Supplied data
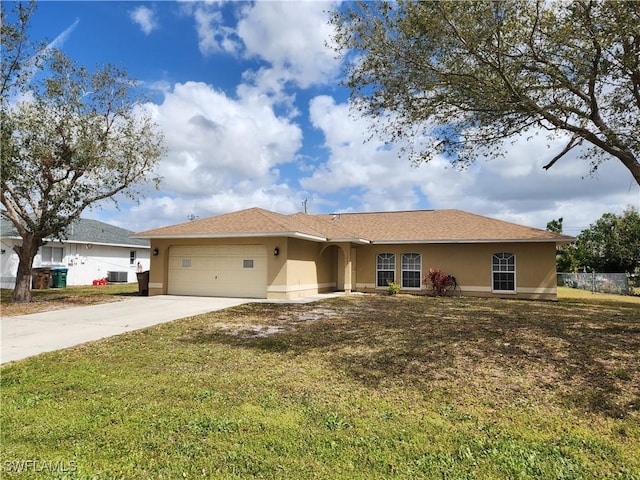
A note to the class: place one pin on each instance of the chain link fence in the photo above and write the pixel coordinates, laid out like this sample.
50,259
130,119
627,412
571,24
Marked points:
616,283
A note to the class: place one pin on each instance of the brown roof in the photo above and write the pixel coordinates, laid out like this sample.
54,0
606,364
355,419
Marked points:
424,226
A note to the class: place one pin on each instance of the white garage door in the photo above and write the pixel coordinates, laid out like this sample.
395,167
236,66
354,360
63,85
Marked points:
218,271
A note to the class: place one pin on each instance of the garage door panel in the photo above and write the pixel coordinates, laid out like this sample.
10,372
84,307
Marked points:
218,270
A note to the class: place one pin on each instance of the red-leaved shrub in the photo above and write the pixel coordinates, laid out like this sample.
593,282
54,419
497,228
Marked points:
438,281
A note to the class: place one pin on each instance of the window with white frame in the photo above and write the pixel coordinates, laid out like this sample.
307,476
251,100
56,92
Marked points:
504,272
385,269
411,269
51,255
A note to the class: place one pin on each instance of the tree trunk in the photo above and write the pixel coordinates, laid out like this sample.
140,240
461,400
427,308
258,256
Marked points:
...
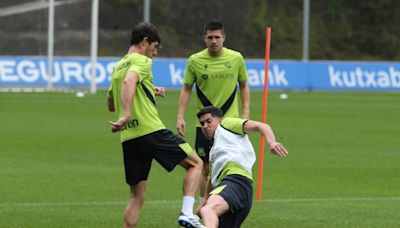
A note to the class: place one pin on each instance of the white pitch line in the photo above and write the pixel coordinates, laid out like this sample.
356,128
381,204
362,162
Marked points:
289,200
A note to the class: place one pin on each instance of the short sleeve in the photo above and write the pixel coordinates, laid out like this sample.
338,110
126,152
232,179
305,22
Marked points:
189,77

Short exercise
Pick out every line in the listing above that contains the string "garage", and copy each of those lines in full. Letter case matters.

Complete output
A note to the class: place one pin on each instance of the white garage door in the photo above and write the pixel coordinates, laid out like this sample.
A note to the class: place one pin on each instance of the garage door panel in the photo above and write the pixel coordinates, laid out like this sample.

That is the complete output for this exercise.